● Tugas Diberikan 1
Tulis kembali bagian kutipan tentang reformasi kepolisian dari "Kekecewaan itu tidak" sampai "Komisi Reformasi Polri.", dengan menukar "tokoh masyarakat" menjadi "aktivis".

● Kutipan

Penulis: Sri Radjasa (Pemerhati Intelijen)

 

Mabesnews.com,-Keputusan Presiden Prabowo Subianto menerbitkan Keppres No. 122/P Tahun 2025 tentang Keanggotaan Komisi Percepatan Reformasi Kepolisian dengan memasukkan nama Listyo Sigit Prabowo, kembali menempatkan publik pada situasi yang sejak lama menyesakkan, dimana jarak antara harapan rakyat dan logika kekuasaan terasa begitu lebar. Di tengah tuntutan luas untuk mengakhiri polemik yang menyelimuti kepemimpinan Sigit sebagai Kapolri, ia justru diberikan posisi sebagai pengarah reformasi institusi yang selama ini dikritik karena carut-marut di era yang sama. Dalam tradisi filsafat akal sehat, common sense yang kerap disebut sebagai prinsip penilaian paling universal, keputusan ini terasa sulit dipahami.

 

Kekecewaan itu tidak berhenti sebagai bisik-bisik publik. Ia pecah terang menjadi peristiwa simbolik ketika sejumlah tokoh masyarakat memilih walk out dari ruang audiensi Komisi Reformasi Polri.

 

Kehadiran Roy Suryo dan rekan-rekannya ditolak karena status tersangka dalam kasus dugaan ijazah palsu Presiden Jokowi, sebuah perkara yang banyak kalangan menilai mengandung motif politik.

 

Penjelasan Jimly Asshiddiqie bahwa komisi tidak elok mendengar pandangan seorang tersangka justru menimbulkan pertanyaan baru. Jimly sebelumnya menyatakan kasus tersebut bahkan tidak layak dibawa ke pengadilan, tetapi pada saat bersamaan menolak kehadiran tokoh yang ia nilai tidak layak diadili. Di sinilah retakan nalar itu semakin tampak, dimana argumentasi yang dibangun di ruang akademik runtuh di hadapan dinamika kekuasaan.

 

Penolakan tersebut sekaligus memperlihatkan kegamangan komisi dalam mendefinisikan dirinya. Bila komisi reformasi tidak boleh mendengarkan persoalan-persoalan yang mengemuka dalam kasus-kasus aktual Polri, lalu dari mana reformasi itu akan dimulai?

 

Secara teoritis, sebagaimana diulas dalam kajian David Bayley dan Andrew Goldsmith mengenai reformasi kepolisian, suara warga yang terdampak langsung adalah sumber informasi paling otentik bagi perombakan institusi.

 

Reformasi justru berangkat dari keberanian menyingkap patologi internal yang tercermin dalam kasus-kasus kriminalisasi, penyalahgunaan kewenangan, atau ketidakseimbangan hubungan sipil-polisi. Menolak suara-suara itu hanya menegaskan bahwa komisi lebih sibuk menjaga kenyamanan elit ketimbang membongkar akar persoalan.

● Data yang Diberikan
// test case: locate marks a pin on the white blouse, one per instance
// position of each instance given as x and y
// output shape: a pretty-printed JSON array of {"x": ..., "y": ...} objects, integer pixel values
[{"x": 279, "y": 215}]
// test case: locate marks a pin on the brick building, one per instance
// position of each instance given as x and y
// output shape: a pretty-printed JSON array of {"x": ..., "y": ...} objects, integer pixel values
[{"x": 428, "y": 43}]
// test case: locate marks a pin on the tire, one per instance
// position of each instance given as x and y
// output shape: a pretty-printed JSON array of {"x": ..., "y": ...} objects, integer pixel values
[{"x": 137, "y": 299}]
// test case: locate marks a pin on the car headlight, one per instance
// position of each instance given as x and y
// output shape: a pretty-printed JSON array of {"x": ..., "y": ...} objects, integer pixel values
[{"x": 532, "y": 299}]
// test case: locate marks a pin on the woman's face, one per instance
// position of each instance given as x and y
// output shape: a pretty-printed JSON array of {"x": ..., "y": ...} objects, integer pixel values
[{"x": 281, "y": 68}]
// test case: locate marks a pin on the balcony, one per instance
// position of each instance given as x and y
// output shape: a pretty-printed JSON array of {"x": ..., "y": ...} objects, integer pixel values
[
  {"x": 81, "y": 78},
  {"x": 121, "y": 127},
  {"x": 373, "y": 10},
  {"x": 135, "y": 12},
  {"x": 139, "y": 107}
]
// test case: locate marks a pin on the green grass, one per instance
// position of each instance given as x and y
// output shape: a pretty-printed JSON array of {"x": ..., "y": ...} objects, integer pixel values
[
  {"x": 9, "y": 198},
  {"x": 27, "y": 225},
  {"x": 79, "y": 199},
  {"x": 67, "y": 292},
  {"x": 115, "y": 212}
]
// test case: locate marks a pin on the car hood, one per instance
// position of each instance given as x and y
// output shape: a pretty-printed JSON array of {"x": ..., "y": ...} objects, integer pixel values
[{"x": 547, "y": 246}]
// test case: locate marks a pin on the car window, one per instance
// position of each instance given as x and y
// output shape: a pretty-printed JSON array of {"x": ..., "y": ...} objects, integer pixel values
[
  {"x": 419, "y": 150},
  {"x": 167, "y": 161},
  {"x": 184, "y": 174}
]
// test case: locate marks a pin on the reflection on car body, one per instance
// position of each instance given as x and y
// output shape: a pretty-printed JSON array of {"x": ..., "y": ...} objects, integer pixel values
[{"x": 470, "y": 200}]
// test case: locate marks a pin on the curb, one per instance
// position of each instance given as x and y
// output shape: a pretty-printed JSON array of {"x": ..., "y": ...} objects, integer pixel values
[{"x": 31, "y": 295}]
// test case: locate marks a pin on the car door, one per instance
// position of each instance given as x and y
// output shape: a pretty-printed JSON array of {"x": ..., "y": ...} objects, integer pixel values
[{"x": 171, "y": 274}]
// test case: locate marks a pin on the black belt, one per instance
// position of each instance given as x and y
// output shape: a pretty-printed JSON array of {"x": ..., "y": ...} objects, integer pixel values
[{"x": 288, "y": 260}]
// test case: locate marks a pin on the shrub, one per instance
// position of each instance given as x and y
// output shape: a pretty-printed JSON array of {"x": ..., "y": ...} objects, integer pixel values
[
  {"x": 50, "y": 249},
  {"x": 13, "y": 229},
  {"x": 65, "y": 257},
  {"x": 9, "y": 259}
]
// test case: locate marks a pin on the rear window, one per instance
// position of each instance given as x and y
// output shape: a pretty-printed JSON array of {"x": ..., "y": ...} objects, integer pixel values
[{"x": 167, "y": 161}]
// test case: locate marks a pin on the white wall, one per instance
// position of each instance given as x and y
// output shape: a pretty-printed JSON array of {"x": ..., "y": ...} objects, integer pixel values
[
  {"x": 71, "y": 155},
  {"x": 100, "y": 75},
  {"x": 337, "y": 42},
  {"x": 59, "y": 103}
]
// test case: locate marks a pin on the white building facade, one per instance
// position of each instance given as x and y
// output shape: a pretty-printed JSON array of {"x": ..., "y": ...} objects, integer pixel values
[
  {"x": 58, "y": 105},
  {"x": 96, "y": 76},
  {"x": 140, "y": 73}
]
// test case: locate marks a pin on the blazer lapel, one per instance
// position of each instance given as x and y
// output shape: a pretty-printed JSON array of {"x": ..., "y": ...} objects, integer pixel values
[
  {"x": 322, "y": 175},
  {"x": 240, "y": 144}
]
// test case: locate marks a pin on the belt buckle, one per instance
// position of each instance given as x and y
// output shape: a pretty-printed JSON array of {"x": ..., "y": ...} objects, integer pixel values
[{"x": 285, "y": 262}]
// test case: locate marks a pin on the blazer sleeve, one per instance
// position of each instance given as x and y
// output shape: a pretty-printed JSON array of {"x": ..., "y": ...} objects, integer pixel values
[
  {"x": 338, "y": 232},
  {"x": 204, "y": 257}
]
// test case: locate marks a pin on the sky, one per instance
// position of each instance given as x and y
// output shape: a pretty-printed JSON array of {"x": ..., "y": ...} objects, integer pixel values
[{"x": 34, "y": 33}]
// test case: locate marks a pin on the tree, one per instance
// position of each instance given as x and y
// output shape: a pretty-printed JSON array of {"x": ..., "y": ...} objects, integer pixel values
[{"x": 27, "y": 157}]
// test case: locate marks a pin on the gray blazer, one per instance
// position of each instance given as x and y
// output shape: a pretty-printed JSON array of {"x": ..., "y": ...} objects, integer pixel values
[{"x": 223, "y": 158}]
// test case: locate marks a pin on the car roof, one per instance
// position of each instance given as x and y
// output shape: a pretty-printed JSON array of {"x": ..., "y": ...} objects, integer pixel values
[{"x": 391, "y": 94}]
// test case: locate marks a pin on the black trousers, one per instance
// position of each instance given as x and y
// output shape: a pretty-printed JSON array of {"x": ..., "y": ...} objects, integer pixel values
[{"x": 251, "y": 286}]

● Tugas Diberikan 2
Ambil setiap baris dari daftar di atas yang memuat kata "window", lalu salin baris-baris itu apa adanya.

● Jawaban Tertulis 1
Kekecewaan itu tidak berhenti sebagai bisik-bisik publik. Ia pecah terang menjadi peristiwa simbolik ketika sejumlah aktivis memilih walk out dari ruang audiensi Komisi Reformasi Polri.

● Jawaban Tertulis 2
// test case: locate marks a pin on the car window, one per instance
// test case: locate marks a pin on the rear window, one per instance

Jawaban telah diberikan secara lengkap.